PROBLEM TO SOLVE:
Each entry below should be returned exactly as is, with the pictures removed.

Start of SUPPLIED MATERIAL

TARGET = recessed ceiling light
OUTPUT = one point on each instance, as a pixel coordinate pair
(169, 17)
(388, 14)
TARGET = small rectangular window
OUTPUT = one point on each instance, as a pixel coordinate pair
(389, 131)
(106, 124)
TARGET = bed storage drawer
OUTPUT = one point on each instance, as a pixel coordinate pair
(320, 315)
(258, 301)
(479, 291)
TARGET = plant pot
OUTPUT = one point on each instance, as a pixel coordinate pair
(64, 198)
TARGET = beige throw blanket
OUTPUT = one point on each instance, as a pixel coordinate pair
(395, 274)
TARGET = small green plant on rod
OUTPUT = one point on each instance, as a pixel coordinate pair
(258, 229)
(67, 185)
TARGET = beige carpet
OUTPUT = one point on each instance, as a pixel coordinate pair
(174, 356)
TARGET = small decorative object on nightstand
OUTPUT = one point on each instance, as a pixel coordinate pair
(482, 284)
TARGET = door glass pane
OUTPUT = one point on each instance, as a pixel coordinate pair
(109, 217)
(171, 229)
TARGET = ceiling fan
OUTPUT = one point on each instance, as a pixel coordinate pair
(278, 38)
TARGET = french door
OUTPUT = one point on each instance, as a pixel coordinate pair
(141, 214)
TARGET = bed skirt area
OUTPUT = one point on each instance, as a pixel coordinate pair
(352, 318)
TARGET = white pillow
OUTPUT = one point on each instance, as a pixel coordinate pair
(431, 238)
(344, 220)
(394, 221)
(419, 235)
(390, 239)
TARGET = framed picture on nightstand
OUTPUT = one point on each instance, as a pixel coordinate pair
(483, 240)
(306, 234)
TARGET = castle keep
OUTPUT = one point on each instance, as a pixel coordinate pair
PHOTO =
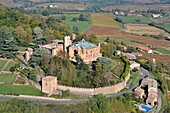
(87, 51)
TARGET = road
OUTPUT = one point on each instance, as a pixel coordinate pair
(142, 71)
(145, 72)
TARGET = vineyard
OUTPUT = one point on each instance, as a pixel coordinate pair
(144, 40)
(141, 29)
(66, 6)
(103, 24)
(103, 30)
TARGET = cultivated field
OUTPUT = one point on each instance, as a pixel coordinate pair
(10, 4)
(144, 40)
(104, 24)
(164, 26)
(7, 78)
(66, 6)
(2, 63)
(6, 64)
(159, 58)
(18, 89)
(104, 19)
(101, 30)
(141, 29)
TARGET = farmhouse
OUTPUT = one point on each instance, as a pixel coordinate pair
(152, 90)
(49, 84)
(134, 65)
(145, 49)
(87, 51)
(53, 47)
(139, 92)
(28, 54)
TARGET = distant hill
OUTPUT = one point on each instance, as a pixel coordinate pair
(96, 1)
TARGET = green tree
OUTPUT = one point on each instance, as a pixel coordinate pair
(99, 104)
(38, 57)
(8, 43)
(75, 29)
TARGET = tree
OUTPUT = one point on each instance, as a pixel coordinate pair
(75, 29)
(118, 19)
(99, 104)
(45, 13)
(63, 17)
(12, 69)
(37, 57)
(84, 17)
(37, 32)
(23, 36)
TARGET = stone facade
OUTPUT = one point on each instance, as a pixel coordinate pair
(28, 54)
(49, 84)
(94, 91)
(87, 51)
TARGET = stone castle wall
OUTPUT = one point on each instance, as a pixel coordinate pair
(94, 91)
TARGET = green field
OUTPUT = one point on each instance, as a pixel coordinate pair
(7, 78)
(164, 26)
(135, 19)
(82, 25)
(2, 63)
(162, 50)
(135, 76)
(19, 89)
(8, 66)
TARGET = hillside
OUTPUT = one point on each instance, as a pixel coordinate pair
(96, 1)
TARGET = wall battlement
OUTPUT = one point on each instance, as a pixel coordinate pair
(94, 91)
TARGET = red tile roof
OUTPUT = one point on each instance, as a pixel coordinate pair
(146, 49)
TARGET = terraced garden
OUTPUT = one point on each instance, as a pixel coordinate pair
(103, 24)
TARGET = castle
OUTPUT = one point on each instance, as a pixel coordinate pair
(87, 51)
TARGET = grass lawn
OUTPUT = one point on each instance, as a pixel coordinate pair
(168, 84)
(135, 19)
(22, 48)
(8, 66)
(82, 25)
(136, 77)
(7, 78)
(120, 107)
(2, 63)
(19, 89)
(128, 42)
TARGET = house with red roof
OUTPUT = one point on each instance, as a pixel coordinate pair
(145, 49)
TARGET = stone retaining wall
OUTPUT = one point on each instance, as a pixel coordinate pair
(94, 91)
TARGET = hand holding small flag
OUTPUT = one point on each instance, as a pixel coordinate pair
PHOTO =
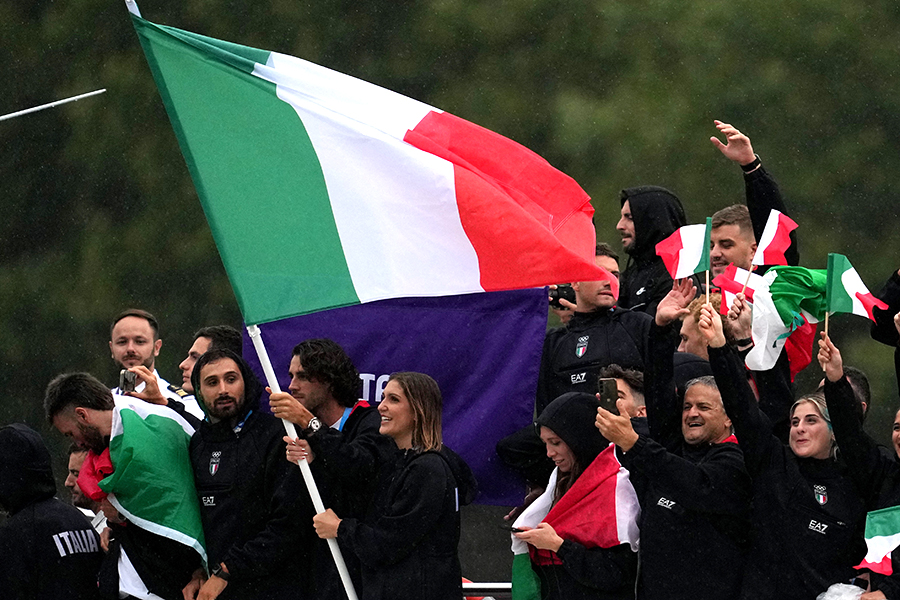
(830, 359)
(711, 326)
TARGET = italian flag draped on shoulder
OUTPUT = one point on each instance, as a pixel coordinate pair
(323, 190)
(153, 484)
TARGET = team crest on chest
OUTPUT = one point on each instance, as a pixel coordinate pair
(581, 348)
(214, 462)
(821, 494)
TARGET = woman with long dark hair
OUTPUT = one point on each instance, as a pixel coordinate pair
(807, 516)
(582, 533)
(407, 543)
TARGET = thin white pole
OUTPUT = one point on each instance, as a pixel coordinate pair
(256, 338)
(50, 105)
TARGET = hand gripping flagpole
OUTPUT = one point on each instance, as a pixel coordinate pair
(256, 338)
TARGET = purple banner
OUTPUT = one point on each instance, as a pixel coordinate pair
(484, 351)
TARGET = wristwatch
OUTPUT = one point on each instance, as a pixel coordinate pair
(313, 427)
(220, 572)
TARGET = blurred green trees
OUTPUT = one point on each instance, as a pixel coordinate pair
(99, 212)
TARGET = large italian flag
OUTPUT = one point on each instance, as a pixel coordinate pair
(845, 291)
(152, 483)
(323, 190)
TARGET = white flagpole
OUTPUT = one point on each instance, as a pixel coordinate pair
(256, 338)
(50, 105)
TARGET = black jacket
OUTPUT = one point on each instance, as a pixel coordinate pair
(48, 549)
(574, 354)
(346, 468)
(254, 507)
(695, 500)
(585, 573)
(695, 509)
(657, 213)
(877, 475)
(807, 514)
(407, 543)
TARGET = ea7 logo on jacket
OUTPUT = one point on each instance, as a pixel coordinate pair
(818, 527)
(581, 348)
(821, 494)
(214, 462)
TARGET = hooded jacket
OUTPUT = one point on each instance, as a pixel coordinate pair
(656, 213)
(48, 548)
(408, 541)
(807, 514)
(595, 573)
(253, 502)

End of SUPPLIED MATERIAL

ANSWER TO THIS EXERCISE:
TARGET = recessed ceiling light
OUTPUT = one point on each instance, as a pixel coordinate pair
(169, 17)
(388, 14)
TARGET = small rectangular window
OUTPUT = one point on each instance, as a pixel coordinate pair
(389, 131)
(106, 124)
TARGET = bed storage drawer
OUTPUT = one point on each instance, as a pixel coordinate pair
(320, 315)
(258, 301)
(479, 291)
TARGET = plant pot
OUTPUT = one point on each instance, as a pixel coordinate pair
(64, 198)
TARGET = beige throw blanket
OUTPUT = one point on each instance, as a pixel coordinate pair
(395, 274)
TARGET = small green plant on rod
OUTPUT = one point on each instance, as a pixel coordinate pair
(258, 229)
(67, 185)
TARGET = beige carpet
OUTPUT = one point on each instance, as a pixel coordinate pair
(174, 356)
TARGET = small decorative object on nightstand
OUTPUT = one point on each instance, as a pixel coordinate pair
(482, 284)
TARGET = door glass pane
OUTPUT = one point on each instance, as a pixel coordinate pair
(109, 217)
(171, 229)
TARGET = ceiling fan
OUTPUT = one point on each instance, as a pixel coordinate pair
(278, 38)
TARGET = french door
OUTPUT = one point on each instance, as a pixel coordinate pair
(141, 214)
TARGET = bed skirt area
OUTPUT = one point on each instance, as a pixel coordinate pair
(352, 318)
TARGET = white pillow
OUTPUT = one point on each instance, as a pixel coordinate pair
(431, 238)
(344, 220)
(394, 221)
(419, 235)
(390, 239)
TARGET = framed picture on nightstand
OUTPUT = one point on each instance, as a pixel coordinate pair
(483, 240)
(306, 234)
TARGET = castle keep
OUTPUT = one point on each instance, as a pixel coordinate pair
PHOTO =
(87, 51)
TARGET = road
OUTPUT = one point on each instance, as a pixel coordinate pair
(142, 71)
(145, 72)
TARGET = vineyard
OUTPUT = one point on each instance, as a pixel coordinate pair
(144, 40)
(141, 29)
(66, 6)
(103, 24)
(103, 30)
TARGET = cultivated field
OUTPUT = one point on each instance, as a pixel coordinate pair
(10, 4)
(144, 40)
(104, 24)
(164, 26)
(7, 78)
(66, 6)
(2, 63)
(6, 64)
(159, 58)
(18, 89)
(104, 19)
(101, 30)
(141, 29)
TARGET = farmhouse
OUTPUT = one point on each instance, as a pixel coordinate pair
(152, 90)
(49, 84)
(134, 65)
(145, 49)
(87, 51)
(53, 47)
(139, 92)
(28, 54)
TARGET = distant hill
OUTPUT = one point on each instance, as a pixel coordinate pair
(96, 1)
TARGET = green tree
OUTPUT = one point on each instance, as a pixel coordinate pair
(99, 104)
(38, 57)
(8, 43)
(75, 29)
TARGET = tree
OUTPUT = one point on each instance, as a pixel coordinate pair
(75, 29)
(118, 19)
(99, 104)
(45, 13)
(63, 17)
(12, 69)
(37, 57)
(84, 17)
(37, 32)
(23, 36)
TARGET = stone facade
OUTPUT = one point on each instance, as a pixel coordinate pair
(28, 54)
(49, 84)
(94, 91)
(87, 51)
TARGET = stone castle wall
OUTPUT = one point on each instance, as a pixel coordinate pair
(94, 91)
TARGET = green field
OUTPUT = one point on each instance, as a pixel coordinate pair
(7, 78)
(164, 26)
(135, 19)
(82, 25)
(2, 63)
(162, 50)
(135, 76)
(19, 89)
(8, 66)
TARGET = hillside
OUTPUT = one point on each instance, as a pixel coordinate pair
(96, 1)
TARGET = wall battlement
OUTPUT = one point on each instance, as a pixel coordinate pair
(94, 91)
TARGET = red tile roof
OUTPUT = one point on each instance, as a pixel coordinate pair
(146, 49)
TARGET = terraced garden
OUTPUT = one point on each instance, as a pixel coordinate pair
(103, 24)
TARGET = castle
OUTPUT = one point on each instance, as a pixel coordinate pair
(87, 51)
TARGET = grass lawn
OUTPUT = one point on each instance, as a pixel coordinate pair
(168, 84)
(135, 19)
(22, 48)
(8, 66)
(82, 25)
(136, 77)
(7, 78)
(120, 107)
(2, 63)
(19, 89)
(128, 42)
TARGET = house with red roof
OUTPUT = one point on each instance, as a pixel coordinate pair
(145, 49)
TARGET = stone retaining wall
OUTPUT = one point on each instance, as a pixel coordinate pair
(94, 91)
TARGET = hand holding small flag
OUTPUT = one point on each instance, as a pixel coordinate pair
PHOTO =
(830, 359)
(711, 326)
TARGET = italian flag draped on shoulder
OUTPUT = one point on each instance, as a pixel coordinate pair
(323, 190)
(153, 484)
TARGET = team crest on chest
OUTPUT = one point on each instance, as a pixel coordinate pair
(581, 348)
(214, 462)
(821, 494)
TARGET = woman with long dark hair
OUTPUT = one point on each instance, as a pixel coordinate pair
(807, 516)
(582, 533)
(407, 543)
TARGET = thin white pole
OUTPUT = one point on each instance, as a pixel coordinate pair
(256, 338)
(50, 105)
TARGET = hand gripping flagpole
OUTPUT = one point on each instance, as a pixel coordinate pair
(256, 338)
TARGET = purple banner
OUTPUT = one point on each instance, as a pixel coordinate pair
(484, 351)
TARGET = wristwatch
OUTPUT = one point on each instance, as a pixel coordinate pair
(313, 427)
(220, 572)
TARGET = blurred green trees
OUTPUT = one point on each instance, as a pixel coordinate pair
(99, 212)
TARGET = large italian flag
OUTPUT = one point on each instance, as a pixel coordinate pair
(845, 291)
(152, 483)
(323, 190)
TARGET = white flagpole
OUTPUT = one point on each instance, as a pixel coordinate pair
(256, 338)
(50, 105)
TARGET = black jacket
OUTPUT = one point on each instance, as a pixel coordinate pair
(48, 549)
(574, 354)
(346, 468)
(254, 507)
(695, 500)
(585, 573)
(695, 509)
(657, 213)
(877, 475)
(807, 514)
(407, 543)
TARGET = ea7 logo on jacket
OUTPUT = one point on each instance, as a pixel coordinate pair
(818, 527)
(581, 348)
(821, 494)
(214, 462)
TARGET = hooded jacket
OUTPUT = one point on each instance, as a pixel coordinate pair
(656, 213)
(48, 548)
(408, 541)
(807, 514)
(595, 573)
(253, 502)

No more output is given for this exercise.